Summer Hours: Criterion Collection
April 16, 2010
French filmmaker Olivier Assayas has created a fascinating body of work that finds him alternating between character-driven films like Late August, Early September (1998) and Clean (2004), and stylish action thrillers like demonlover (2002) and Boarding Gate (2007). Summer Hours (2008) is a film that certainly belongs to the former as opposed to the latter. Set in Paris and the French countryside, it focuses on three adult siblings from a family steeped in a rich, artistic heritage. Frederic (Berling) is a university professor and the only one who still lives in France while Adrienne (Binoche) lives in Manhattan designing for a Japanese department store, and Jeremie (Renier) lives in Beijing with his family, supervising several shoe manufacturing factories.
As the film begins, we see children of various ages playing together in the countryside. They’re soon called in for a meal and we meet their parents: Frederic, Adrienne and Jeremie have all returned home for their mother’s (Scob) 75th birthday. Their mother is a famous painter with an upcoming show in San Francisco. She’s getting old and laments that Adrienne doesn’t visit often enough, unlike Jeremie and his family who visit every summer. Frederic is the responsible one and so his mother talks to him about what to do with her estate when she’s gone. Like any child, he finds all this talk of what to do with her possessions after she’s dead very troubling. The biggest issue is the summer house. When their mother dies will Adrienne and Jeremie, who live so far away, want to keep it? Frederic has nostalgic feelings for it and likes to keep up the family tradition of using it during the summer.

WHAT YOU WILL DO: Can you reproduce word for word the part of the Summer Hours review starting with "Summer Hours: Criterion" and going on through "shoe manufacturing factories."? The records that come next are separate material and have no connection to the Summer Hours review.

DATASET EXCERPTS:
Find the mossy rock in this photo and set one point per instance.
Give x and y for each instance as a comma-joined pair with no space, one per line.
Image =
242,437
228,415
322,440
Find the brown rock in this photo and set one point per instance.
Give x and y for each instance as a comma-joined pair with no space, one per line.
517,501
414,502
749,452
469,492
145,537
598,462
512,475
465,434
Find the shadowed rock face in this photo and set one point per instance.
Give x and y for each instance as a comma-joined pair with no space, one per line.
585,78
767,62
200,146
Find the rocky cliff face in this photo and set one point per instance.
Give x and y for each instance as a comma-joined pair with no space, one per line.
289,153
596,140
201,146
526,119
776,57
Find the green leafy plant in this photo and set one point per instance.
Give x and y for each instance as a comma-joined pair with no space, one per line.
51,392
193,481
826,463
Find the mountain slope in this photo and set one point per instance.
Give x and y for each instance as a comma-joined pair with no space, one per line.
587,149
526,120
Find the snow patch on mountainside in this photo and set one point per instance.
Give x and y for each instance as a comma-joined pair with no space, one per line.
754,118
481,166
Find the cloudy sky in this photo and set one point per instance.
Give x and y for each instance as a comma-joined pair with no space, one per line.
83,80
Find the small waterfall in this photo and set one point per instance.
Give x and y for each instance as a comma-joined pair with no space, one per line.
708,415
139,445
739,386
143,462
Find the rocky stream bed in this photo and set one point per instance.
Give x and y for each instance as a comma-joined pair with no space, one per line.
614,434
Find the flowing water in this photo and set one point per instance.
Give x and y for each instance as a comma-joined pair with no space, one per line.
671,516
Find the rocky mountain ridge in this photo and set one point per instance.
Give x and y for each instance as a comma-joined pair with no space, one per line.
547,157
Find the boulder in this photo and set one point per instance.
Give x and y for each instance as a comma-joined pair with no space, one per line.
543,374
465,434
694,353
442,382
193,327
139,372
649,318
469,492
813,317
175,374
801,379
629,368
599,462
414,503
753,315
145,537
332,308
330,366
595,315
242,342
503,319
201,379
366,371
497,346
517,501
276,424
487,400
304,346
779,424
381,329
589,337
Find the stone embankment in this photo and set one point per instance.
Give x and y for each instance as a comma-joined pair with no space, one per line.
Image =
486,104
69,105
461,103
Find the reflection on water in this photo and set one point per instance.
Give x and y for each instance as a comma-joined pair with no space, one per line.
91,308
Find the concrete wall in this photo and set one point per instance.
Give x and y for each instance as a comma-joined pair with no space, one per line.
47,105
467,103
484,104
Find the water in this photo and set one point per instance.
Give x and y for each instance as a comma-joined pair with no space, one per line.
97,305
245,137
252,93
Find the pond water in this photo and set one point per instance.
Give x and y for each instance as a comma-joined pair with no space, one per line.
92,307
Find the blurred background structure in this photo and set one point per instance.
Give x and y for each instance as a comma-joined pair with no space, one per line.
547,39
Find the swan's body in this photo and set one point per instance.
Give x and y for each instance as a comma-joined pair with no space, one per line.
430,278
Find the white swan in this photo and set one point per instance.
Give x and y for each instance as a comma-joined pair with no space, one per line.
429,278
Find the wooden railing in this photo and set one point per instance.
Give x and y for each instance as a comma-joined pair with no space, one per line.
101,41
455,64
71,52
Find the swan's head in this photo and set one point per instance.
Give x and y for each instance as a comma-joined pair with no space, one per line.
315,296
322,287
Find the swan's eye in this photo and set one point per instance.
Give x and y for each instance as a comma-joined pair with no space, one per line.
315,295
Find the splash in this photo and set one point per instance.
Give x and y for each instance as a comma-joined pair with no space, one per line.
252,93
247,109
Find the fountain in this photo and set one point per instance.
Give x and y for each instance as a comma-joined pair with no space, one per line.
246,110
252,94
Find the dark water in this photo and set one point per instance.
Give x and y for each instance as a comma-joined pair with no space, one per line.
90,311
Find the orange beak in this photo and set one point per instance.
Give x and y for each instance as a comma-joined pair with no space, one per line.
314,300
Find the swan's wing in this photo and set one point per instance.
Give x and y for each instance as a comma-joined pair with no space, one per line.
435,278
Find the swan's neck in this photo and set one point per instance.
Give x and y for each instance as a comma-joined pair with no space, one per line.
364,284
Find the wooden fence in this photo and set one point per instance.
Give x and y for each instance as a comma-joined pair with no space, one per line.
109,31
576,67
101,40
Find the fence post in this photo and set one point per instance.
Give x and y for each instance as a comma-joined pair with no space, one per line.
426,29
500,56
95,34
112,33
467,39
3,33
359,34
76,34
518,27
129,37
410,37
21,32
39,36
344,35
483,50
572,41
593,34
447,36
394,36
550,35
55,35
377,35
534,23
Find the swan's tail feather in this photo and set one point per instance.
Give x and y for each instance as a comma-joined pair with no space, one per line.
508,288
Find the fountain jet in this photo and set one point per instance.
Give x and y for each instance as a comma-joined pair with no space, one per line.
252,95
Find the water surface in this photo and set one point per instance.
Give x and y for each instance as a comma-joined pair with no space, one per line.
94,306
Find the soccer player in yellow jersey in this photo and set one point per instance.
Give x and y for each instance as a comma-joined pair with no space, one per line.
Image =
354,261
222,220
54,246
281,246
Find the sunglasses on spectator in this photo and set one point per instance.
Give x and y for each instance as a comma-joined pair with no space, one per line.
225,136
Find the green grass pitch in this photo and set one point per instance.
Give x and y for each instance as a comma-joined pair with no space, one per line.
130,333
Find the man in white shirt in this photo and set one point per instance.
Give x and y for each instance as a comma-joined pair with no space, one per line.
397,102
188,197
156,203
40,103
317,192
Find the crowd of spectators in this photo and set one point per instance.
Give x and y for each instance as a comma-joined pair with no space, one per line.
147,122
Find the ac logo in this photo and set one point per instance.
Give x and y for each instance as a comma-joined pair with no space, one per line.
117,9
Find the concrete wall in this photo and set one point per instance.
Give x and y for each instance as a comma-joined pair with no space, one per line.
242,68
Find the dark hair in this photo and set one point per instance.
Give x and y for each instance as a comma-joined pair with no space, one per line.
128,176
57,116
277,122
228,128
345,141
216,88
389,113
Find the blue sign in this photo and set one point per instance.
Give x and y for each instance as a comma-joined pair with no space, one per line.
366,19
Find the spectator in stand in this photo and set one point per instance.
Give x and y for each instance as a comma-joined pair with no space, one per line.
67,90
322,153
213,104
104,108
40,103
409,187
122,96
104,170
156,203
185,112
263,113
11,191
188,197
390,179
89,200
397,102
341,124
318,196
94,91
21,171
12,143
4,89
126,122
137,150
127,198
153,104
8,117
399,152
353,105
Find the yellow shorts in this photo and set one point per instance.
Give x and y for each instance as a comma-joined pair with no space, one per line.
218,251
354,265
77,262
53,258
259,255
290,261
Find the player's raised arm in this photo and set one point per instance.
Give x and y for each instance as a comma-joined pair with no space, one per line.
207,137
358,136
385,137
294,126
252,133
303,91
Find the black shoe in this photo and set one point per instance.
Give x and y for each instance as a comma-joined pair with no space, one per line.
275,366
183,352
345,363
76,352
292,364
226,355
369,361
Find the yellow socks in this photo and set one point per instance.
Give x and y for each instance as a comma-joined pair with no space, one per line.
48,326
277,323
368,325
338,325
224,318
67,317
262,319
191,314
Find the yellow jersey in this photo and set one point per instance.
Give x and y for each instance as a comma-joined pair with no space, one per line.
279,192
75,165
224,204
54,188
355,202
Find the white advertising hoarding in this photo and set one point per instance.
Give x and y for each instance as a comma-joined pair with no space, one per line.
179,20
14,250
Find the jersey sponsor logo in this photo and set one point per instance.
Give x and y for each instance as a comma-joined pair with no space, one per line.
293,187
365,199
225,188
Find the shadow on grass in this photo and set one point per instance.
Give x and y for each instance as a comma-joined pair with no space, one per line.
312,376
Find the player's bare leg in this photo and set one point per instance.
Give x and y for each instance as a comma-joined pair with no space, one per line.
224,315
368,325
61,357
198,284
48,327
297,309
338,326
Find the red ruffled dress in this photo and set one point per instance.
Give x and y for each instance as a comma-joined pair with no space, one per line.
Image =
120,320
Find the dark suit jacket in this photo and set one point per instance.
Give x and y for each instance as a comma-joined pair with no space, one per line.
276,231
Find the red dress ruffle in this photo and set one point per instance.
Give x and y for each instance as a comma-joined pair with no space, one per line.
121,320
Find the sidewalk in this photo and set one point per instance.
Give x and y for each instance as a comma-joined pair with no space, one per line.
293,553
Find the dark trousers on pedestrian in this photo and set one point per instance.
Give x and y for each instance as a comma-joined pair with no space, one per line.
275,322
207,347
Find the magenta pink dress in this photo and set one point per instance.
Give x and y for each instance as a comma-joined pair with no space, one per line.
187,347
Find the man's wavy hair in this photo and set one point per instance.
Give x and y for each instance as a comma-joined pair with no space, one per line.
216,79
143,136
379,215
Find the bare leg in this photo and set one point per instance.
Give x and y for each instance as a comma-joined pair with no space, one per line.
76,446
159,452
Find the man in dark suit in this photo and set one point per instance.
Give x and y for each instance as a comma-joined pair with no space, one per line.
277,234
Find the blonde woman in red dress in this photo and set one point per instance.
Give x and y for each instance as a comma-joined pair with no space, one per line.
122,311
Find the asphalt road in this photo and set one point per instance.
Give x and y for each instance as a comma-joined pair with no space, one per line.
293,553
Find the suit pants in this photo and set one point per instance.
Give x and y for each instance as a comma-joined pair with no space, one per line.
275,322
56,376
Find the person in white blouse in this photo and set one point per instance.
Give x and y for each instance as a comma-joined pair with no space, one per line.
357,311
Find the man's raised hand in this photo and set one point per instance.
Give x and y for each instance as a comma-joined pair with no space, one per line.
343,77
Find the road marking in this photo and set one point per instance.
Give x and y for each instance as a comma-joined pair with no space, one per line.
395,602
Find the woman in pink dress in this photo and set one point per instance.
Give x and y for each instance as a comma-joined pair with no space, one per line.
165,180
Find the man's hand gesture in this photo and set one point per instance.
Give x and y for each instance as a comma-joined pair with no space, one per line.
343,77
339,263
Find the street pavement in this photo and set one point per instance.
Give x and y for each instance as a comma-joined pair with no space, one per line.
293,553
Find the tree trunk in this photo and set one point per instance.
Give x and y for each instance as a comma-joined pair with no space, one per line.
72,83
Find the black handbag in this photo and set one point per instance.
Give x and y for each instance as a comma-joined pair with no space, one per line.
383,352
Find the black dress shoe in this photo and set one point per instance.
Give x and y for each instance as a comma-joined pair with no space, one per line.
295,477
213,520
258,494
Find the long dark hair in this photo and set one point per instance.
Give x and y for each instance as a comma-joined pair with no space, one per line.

OUTPUT BELOW:
Summer Hours: Criterion Collection
April 16, 2010
French filmmaker Olivier Assayas has created a fascinating body of work that finds him alternating between character-driven films like Late August, Early September (1998) and Clean (2004), and stylish action thrillers like demonlover (2002) and Boarding Gate (2007). Summer Hours (2008) is a film that certainly belongs to the former as opposed to the latter. Set in Paris and the French countryside, it focuses on three adult siblings from a family steeped in a rich, artistic heritage. Frederic (Berling) is a university professor and the only one who still lives in France while Adrienne (Binoche) lives in Manhattan designing for a Japanese department store, and Jeremie (Renier) lives in Beijing with his family, supervising several shoe manufacturing factories.